AWK, 91 bytes

{for(y="[AEIOUYaeiouy]";i++<NF;){$i~y&&x++;if(x&&$i!~y)break}print y=substr($0,1,i-1),y,$0}

To Test:

awk -F "" '{for(y="[AEIOUYaeiouy]";i++<NF;){$i~y&&x++;if(x&&$i!~y)break}print y=substr($0,1,i-1),y,$0}' <<< "Why is y a vowel?"

{for(y="[AEIOUYaeiouy]";  # handy regex
i++<NF;)                  # each char
{$i~y&&x++;               # mark when vowel
if(x&&$i!~y)break}        # end when not vowel
print y=substr($0,1,i-1)  # so we don't use substr twice
,y,$0}                    # just reused y

Japt -S, 17 15 bytes

2Æf"^.*?%y+"ÃpU

Try it or run all test cases

2Æf"^.*?%y+"ÃpU     :Implicit input of string U
2Æ                  :Map the range [0,2)
  f                 :  Match in U
   "^.*?%y+"        :    RegEx /^.*?[aeiouy]+/gi
            Ã       :End map
             pU     :Push U
                    :Implicit output joined with spaces

Thunno 2 J, 16 bytes

ð+k.s€ƇJTȮ⁺ɱð+ḌƤ

Try it online!

Explanation

ð+k.s€ƇJTȮ⁺ɱð+ḌƤ  # Implicit input
ð+                # Append a space to the input string
  k.s€Ƈ           # Check if each character is in the string "AEIOUYaeiouy"
       JTȮ⁺       # Find the first one-based index of [1, 0]
           ɱ      # Take this many characters from the start of the input
            ð+    # Append a space to this string
              ḌƤ  # Double it and append the input string
                  # Implicit output

Vyxal r, 16 bytes

k∩c)M¯uḟ₌iẎ+:"JṄ

Try it online!

### [Short problem 1]
In the code golf thread, how many bytes is the Thunno 2 J answer?
### [Short problem 2]
Transcribe the stretch of the code golf thread from "Japt -S, 17" through "the range [0,2)".
Rely only on the code golf thread.

### [Records]
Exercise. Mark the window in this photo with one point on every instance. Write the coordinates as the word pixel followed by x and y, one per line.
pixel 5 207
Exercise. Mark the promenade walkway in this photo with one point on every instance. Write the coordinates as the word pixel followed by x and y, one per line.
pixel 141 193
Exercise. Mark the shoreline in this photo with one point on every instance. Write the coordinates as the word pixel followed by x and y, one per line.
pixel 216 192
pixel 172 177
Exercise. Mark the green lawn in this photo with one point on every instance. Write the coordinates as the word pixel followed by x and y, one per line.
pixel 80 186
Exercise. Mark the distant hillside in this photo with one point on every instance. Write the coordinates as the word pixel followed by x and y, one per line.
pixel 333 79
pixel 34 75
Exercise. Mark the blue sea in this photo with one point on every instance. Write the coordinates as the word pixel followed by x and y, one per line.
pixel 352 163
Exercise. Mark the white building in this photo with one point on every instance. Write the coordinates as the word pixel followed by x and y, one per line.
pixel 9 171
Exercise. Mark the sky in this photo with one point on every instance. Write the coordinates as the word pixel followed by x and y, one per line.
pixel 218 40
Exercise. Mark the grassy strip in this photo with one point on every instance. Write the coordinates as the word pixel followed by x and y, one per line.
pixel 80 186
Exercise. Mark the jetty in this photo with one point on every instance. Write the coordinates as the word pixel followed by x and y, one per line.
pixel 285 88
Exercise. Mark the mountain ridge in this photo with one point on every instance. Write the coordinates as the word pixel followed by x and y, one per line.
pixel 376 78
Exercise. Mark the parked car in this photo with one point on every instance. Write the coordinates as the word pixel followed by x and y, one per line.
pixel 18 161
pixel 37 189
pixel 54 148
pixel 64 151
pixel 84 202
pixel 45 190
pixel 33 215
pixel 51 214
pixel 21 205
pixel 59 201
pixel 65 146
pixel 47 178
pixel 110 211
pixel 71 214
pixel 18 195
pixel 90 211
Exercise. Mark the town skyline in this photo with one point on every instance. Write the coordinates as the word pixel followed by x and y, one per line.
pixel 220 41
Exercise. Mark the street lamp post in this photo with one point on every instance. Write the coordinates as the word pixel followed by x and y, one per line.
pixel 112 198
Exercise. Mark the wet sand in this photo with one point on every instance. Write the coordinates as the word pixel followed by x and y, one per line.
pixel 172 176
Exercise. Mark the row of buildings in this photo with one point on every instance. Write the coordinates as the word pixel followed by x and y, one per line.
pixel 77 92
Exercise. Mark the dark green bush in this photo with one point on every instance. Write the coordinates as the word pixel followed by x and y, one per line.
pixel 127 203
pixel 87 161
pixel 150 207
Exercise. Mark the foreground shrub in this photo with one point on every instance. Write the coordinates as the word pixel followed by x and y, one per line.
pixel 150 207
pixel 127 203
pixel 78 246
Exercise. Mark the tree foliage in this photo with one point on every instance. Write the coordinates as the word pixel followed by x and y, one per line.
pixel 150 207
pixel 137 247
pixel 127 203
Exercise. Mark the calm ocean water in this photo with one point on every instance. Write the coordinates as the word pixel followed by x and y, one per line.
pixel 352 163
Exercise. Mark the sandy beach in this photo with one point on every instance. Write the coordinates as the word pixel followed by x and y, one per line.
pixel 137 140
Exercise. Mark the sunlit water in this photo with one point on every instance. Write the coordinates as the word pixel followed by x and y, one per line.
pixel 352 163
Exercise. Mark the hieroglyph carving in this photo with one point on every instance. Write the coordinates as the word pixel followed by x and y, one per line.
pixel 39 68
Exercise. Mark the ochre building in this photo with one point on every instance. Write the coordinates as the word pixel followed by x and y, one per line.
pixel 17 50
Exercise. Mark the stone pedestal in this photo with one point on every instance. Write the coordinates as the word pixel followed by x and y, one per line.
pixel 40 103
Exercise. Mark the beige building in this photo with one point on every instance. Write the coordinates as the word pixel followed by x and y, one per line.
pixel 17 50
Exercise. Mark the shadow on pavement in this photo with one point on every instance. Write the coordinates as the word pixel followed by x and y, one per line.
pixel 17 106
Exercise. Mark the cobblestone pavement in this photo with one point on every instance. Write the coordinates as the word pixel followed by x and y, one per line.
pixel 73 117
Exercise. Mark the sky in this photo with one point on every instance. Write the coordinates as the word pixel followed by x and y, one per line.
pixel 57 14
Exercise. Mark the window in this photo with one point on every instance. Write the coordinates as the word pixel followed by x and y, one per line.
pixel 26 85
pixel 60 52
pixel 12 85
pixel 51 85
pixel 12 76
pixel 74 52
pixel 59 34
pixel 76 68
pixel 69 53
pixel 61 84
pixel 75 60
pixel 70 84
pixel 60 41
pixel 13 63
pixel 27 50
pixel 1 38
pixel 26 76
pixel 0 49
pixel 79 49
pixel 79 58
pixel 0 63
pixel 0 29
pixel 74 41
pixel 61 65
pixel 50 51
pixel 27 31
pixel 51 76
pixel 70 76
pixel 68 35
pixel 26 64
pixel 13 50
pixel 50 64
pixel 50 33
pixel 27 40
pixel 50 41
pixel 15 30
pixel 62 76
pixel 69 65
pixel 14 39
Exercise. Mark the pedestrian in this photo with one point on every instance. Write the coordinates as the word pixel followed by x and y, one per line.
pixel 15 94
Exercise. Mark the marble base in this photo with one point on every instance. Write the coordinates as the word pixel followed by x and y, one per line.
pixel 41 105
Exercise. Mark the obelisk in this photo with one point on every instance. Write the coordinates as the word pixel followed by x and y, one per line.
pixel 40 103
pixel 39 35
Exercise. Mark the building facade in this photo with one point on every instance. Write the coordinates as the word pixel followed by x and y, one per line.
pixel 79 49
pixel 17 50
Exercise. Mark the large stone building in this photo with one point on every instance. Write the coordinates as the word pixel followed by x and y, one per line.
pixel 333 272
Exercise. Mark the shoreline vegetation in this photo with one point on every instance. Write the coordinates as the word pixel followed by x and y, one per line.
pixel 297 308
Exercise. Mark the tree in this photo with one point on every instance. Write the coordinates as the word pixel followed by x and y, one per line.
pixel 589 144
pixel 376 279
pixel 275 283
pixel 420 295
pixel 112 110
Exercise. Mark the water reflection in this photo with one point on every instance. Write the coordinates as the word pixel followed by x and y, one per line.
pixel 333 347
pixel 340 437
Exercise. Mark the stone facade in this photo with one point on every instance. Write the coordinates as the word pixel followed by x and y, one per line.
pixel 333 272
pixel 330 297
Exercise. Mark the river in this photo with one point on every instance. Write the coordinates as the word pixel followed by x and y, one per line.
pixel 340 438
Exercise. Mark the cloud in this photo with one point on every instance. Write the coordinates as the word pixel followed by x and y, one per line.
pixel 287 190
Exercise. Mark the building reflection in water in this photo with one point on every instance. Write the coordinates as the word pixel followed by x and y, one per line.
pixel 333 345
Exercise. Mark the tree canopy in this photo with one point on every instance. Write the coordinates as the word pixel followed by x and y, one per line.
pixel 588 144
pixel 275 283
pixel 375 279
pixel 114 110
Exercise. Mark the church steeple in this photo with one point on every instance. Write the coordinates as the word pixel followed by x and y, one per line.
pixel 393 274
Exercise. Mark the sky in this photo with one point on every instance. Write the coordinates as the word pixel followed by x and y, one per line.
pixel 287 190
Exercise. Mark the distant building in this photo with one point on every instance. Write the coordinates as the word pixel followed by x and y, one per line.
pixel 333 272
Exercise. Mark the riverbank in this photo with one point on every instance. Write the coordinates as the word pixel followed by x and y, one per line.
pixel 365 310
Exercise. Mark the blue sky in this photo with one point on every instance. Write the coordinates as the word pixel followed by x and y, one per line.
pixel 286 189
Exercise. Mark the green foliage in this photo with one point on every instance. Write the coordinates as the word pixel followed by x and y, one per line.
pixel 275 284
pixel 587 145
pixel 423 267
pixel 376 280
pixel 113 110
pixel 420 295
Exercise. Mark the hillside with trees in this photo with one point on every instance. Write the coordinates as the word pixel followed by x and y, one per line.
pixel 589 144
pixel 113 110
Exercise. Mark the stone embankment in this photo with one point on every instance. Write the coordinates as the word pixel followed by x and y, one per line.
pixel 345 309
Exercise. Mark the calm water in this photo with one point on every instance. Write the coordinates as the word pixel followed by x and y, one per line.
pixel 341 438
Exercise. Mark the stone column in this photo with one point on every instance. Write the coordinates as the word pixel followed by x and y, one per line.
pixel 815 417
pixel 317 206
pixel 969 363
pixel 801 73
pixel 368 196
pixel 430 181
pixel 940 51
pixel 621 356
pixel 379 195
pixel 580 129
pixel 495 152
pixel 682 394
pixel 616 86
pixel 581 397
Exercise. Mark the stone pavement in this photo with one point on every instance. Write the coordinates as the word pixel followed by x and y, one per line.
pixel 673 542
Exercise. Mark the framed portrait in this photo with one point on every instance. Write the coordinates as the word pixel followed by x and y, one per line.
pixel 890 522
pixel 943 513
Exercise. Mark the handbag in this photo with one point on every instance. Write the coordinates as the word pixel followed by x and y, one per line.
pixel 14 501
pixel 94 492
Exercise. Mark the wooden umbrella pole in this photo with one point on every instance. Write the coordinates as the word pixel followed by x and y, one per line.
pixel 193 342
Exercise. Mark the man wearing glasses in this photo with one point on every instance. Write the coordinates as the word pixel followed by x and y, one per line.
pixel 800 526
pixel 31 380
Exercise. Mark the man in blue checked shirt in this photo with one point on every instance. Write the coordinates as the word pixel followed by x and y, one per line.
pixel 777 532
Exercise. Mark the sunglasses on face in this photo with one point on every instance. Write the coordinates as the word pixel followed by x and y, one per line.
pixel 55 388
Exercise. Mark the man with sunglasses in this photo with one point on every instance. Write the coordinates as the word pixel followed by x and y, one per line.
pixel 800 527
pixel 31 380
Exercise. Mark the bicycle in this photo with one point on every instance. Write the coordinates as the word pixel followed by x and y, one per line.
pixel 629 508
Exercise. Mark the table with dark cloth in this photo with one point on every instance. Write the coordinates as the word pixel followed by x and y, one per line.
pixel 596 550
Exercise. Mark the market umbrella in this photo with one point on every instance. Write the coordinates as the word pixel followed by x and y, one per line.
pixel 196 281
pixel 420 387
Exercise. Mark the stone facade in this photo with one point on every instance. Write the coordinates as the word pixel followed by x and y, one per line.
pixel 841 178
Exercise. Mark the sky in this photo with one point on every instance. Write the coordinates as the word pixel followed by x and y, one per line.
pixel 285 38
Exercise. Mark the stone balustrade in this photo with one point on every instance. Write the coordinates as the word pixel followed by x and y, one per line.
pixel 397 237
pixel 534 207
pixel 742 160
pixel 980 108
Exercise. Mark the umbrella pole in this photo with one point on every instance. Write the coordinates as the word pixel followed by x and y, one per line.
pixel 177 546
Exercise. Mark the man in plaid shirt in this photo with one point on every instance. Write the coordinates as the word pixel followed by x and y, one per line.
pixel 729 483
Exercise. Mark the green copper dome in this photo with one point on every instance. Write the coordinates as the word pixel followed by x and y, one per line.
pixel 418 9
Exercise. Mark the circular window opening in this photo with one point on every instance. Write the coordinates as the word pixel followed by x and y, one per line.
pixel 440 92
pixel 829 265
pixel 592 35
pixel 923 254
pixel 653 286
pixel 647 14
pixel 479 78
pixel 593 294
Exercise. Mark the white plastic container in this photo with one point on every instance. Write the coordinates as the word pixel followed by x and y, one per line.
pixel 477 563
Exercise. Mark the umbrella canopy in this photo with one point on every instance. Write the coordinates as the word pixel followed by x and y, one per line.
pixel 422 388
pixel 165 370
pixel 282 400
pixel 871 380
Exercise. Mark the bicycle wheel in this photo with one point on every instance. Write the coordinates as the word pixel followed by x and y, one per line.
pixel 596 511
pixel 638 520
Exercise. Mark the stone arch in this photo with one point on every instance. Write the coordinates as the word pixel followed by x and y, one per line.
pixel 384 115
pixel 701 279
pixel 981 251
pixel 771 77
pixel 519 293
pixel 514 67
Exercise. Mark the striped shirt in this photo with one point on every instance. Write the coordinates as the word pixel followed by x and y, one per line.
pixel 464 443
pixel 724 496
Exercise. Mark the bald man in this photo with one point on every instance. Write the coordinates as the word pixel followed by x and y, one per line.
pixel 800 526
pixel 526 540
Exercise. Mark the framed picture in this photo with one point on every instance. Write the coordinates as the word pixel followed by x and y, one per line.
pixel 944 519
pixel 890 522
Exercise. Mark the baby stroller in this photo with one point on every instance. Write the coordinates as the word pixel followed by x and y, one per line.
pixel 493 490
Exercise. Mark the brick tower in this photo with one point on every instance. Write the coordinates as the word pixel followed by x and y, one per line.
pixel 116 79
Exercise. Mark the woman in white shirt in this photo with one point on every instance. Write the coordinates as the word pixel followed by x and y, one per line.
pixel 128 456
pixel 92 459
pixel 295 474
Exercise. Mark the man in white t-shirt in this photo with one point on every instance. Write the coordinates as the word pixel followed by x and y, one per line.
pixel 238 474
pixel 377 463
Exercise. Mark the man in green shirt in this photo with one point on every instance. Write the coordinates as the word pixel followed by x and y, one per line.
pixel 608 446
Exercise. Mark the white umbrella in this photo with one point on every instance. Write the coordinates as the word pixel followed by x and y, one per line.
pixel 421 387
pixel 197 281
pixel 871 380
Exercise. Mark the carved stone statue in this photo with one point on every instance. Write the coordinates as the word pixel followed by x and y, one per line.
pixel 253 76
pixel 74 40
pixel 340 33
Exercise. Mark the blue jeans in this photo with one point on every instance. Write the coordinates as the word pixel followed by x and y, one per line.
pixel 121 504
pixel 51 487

### [Worked solution 1]
16 bytes.

### [Worked solution 2]
Japt -S, 17 15 bytes

2Æf"^.*?%y+"ÃpU

Try it or run all test cases

2Æf"^.*?%y+"ÃpU     :Implicit input of string U
2Æ                  :Map the range [0,2)